Written problem: Starting at the line below that contains "Can you find the electrical" and continuing through the last of the records, write those lines out again with their requests, shifting every number in the coordinates by 124.

**********

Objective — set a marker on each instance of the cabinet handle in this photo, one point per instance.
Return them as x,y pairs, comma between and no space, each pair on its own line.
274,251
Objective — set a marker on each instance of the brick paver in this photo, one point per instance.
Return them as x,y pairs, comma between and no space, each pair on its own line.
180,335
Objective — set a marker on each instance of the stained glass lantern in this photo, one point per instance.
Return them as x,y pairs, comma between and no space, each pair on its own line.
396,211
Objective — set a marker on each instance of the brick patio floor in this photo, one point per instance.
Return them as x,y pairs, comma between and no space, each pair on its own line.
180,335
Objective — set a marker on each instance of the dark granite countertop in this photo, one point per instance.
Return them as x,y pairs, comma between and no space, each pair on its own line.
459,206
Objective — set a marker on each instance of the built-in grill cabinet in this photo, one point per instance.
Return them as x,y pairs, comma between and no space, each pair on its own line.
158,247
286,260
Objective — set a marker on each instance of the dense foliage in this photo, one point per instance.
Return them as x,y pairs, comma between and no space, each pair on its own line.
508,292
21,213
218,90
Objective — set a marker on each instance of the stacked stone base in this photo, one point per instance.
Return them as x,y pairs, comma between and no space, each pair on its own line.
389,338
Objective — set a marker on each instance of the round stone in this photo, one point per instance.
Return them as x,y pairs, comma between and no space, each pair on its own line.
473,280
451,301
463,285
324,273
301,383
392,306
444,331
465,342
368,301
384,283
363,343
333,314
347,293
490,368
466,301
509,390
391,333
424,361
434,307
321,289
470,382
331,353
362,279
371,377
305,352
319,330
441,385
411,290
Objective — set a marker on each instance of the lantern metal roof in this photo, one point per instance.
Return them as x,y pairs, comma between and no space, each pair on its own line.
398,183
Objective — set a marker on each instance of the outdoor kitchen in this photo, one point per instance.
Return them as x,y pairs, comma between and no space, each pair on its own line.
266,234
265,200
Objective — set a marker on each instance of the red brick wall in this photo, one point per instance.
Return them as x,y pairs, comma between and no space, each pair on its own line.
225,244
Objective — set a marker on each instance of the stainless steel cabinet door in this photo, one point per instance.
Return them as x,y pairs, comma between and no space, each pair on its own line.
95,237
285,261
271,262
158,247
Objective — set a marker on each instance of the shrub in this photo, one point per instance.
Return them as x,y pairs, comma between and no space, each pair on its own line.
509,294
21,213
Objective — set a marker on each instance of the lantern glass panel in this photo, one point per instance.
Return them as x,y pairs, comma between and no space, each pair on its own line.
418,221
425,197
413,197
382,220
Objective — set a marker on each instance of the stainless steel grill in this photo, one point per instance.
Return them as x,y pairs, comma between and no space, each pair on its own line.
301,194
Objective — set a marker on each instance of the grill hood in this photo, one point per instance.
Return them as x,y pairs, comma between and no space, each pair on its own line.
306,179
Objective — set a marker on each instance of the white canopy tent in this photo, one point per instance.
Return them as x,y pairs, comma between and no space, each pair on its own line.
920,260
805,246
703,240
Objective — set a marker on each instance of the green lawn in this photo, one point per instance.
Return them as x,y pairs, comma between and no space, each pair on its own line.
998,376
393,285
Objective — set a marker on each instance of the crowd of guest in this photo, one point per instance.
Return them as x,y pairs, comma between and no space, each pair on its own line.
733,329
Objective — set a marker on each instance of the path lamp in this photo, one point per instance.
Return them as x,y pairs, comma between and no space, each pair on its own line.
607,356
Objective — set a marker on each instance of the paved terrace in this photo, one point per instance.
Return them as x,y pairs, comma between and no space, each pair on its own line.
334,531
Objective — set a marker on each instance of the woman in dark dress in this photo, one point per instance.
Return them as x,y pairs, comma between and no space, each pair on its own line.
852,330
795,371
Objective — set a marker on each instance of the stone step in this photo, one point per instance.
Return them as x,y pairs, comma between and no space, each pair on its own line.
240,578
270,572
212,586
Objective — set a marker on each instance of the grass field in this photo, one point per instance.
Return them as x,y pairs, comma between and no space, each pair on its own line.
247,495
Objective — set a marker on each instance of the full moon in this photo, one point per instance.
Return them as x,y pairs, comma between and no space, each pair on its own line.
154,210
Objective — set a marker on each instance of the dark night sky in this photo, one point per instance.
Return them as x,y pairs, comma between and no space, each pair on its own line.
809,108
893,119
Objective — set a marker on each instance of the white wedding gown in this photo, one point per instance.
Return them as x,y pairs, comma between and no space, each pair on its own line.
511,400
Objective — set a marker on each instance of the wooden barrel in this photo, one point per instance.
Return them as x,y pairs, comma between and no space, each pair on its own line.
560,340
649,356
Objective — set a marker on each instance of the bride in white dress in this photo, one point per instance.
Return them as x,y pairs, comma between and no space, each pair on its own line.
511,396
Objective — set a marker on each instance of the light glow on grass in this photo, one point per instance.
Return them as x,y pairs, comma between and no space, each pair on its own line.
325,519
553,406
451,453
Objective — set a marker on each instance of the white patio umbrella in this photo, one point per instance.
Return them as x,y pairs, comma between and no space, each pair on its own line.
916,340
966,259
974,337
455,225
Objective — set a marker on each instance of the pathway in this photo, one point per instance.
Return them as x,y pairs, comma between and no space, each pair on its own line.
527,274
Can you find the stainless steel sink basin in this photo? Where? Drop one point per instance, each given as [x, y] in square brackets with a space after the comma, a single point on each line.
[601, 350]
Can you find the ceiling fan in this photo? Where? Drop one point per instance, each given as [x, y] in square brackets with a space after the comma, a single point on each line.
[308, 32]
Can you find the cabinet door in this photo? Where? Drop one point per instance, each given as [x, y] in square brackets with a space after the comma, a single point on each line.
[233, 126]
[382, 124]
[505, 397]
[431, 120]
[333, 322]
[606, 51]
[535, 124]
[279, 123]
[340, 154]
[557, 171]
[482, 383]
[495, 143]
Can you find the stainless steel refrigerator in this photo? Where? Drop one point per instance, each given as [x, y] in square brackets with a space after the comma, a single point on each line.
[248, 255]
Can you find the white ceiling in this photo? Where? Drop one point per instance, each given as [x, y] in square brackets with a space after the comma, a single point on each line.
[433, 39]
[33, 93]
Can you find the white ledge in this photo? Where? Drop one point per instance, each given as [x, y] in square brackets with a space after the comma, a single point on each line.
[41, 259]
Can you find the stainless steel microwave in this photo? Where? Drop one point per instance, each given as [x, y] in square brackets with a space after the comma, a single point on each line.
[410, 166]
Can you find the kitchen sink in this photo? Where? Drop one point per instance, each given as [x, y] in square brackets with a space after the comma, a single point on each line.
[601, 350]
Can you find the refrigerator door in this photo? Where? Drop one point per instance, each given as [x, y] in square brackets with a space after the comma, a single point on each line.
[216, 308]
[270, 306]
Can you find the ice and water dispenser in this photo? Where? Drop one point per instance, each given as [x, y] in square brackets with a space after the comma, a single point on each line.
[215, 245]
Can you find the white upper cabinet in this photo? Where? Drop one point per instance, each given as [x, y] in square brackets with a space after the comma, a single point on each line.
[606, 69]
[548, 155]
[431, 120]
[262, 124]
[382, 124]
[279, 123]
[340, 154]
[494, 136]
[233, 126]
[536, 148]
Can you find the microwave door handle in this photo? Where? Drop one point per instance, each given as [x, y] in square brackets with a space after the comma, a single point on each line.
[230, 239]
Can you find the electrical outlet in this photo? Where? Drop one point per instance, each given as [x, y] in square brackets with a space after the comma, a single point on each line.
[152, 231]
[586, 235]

**********

Task result:
Can you find the electrical outlet in this photo? Where? Drop one point per instance, each given as [x, y] in square brackets with a space after the comma, a single point on each line.
[276, 355]
[710, 359]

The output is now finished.